- Requisito a -
Traduza para o inglês a seguinte frase do texto sobre hidrogênio: "Os últimos anos têm sido muito importantes para o desenvolvimento do hidrogênio como uma possibilidade cada vez mais aventada na diversificação da matriz energética de diversos países."

===== Texto da página =====

Sustentabilidade em hidrogênio: cúmplice natural ou parceiro de conveniência?

Os últimos anos têm sido muito importantes para o desenvolvimento do hidrogênio como uma possibilidade cada vez mais aventada na diversificação da matriz energética de diversos países. Além disto, o hidrogênio também tem sido visto, em seus formatos menos carbono-intensivos, como um componente relevante na transição energética. Afinal de contas, a sua versatilidade, aliada aos esforços de diversos atores para descarbonizar a suas economias, parece indicar um caminho, ainda que nem sempre fácil de se trilhar, promissor para aqueles que desejam aliar segurança energética e responsabilidade ambiental. Porém, será que o momento atual dos diversos programas de hidrogênio mundo afora sinaliza uma guinada rumo à diversificação de matrizes energéticas e, principalmente, rumo a um arranjo energético globalmente mais sustentável?


A indústria do hidrogênio pode ser edificada através de diversas rotas, podendo estas ter um caráter ou mais “disruptivo” ou mais ancorado na tradicionalidade energética de determinada localidade. Em outras palavras, podemos observar que existem projetos que buscam desenvolver a indústria do hidrogênio de forma vinculada às bases já estabelecidas na indústria de energia de um determinado local ou, então, desenvolvê-la de maneira relativamente autônoma, sem depender tanto do arranjo energético industrial local. E isto pode afetar não somente o desenvolvimento desses projetos como o seu caráter ambientalmente sustentável.


Peguemos dois exemplos já tradicionais, no caso do hidrogênio, para ilustrar esta questão: o hidrogênio cinza e o hidrogênio verde. Países que contam com um parque de refino relativamente estabelecido, no qual o hidrogênio cinza é mais facilmente obtido através de estruturas já implantadas, terão menos dificuldade de desenvolver uma economia de hidrogênio a partir desta realidade. Assim, há maior facilidade, tanto técnica quanto de investimentos, para que o deslanchar das capacidades de H2 se baseie nas estruturas cinzas que este país já possui, o que (havendo aporte moderado para aumentar a sustentabilidade desse desenvolvimento) pode resultar em um consequente enfoque no H2 azul, talvez uma evolução “natural” da indústria de hidrogênio cinza.

=====

- Requisito b -
Transcreva sem alterações as linhas apresentadas abaixo, começando pela primeira delas e parando após a linha que contém "[[239,0],[5,0],[0,757],[137,700],[191,499],[253,463]]", inclusive.

===== Dados fornecidos =====

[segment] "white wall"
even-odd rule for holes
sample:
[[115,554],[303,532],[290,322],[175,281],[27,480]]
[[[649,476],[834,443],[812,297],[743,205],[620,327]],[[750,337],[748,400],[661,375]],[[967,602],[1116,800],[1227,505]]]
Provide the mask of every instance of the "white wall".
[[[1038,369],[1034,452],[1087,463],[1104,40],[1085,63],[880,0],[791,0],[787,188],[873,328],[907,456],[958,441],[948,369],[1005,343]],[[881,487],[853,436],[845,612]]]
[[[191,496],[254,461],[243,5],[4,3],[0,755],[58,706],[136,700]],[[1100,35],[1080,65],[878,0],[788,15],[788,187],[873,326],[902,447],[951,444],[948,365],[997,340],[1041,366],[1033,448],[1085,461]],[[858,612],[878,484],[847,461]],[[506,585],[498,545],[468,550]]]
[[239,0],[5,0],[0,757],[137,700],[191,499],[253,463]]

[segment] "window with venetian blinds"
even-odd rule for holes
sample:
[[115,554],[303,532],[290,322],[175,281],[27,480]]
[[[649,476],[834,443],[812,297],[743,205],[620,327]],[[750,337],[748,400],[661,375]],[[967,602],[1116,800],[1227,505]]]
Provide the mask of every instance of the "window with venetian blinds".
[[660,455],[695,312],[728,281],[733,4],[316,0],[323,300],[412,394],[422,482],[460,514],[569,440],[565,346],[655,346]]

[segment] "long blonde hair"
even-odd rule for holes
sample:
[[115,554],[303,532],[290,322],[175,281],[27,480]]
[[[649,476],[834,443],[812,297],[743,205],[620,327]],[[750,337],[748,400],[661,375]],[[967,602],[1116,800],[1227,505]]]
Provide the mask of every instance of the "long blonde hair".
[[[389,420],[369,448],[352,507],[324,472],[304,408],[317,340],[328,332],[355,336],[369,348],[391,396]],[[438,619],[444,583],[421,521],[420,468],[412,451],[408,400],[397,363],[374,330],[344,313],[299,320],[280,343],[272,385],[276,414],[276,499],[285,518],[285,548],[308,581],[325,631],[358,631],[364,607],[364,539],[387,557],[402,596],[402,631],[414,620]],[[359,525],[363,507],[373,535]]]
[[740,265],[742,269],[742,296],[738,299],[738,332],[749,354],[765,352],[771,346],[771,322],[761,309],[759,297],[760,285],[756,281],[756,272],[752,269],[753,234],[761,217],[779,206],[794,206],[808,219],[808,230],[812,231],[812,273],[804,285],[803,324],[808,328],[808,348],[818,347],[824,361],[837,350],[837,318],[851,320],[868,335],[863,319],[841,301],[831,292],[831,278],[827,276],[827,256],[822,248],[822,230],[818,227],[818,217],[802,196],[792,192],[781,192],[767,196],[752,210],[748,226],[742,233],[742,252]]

=====

- Resultado da tarefa a -
The last few years have been very important for the development of hydrogen as an increasingly discussed possibility in diversifying the energy mix of various countries.

- Resultado da tarefa b -
[segment] "white wall"
even-odd rule for holes
sample:
[[115,554],[303,532],[290,322],[175,281],[27,480]]
[[[649,476],[834,443],[812,297],[743,205],[620,327]],[[750,337],[748,400],[661,375]],[[967,602],[1116,800],[1227,505]]]
Provide the mask of every instance of the "white wall".
[[[1038,369],[1034,452],[1087,463],[1104,40],[1085,63],[880,0],[791,0],[787,188],[873,328],[907,456],[958,441],[948,369],[1005,343]],[[881,487],[853,436],[845,612]]]
[[[191,496],[254,461],[243,5],[4,3],[0,755],[58,706],[136,700]],[[1100,35],[1080,65],[878,0],[788,15],[788,187],[873,326],[902,447],[951,444],[948,365],[997,340],[1041,366],[1033,448],[1085,461]],[[858,612],[878,484],[847,461]],[[506,585],[498,545],[468,550]]]
[[239,0],[5,0],[0,757],[137,700],[191,499],[253,463]]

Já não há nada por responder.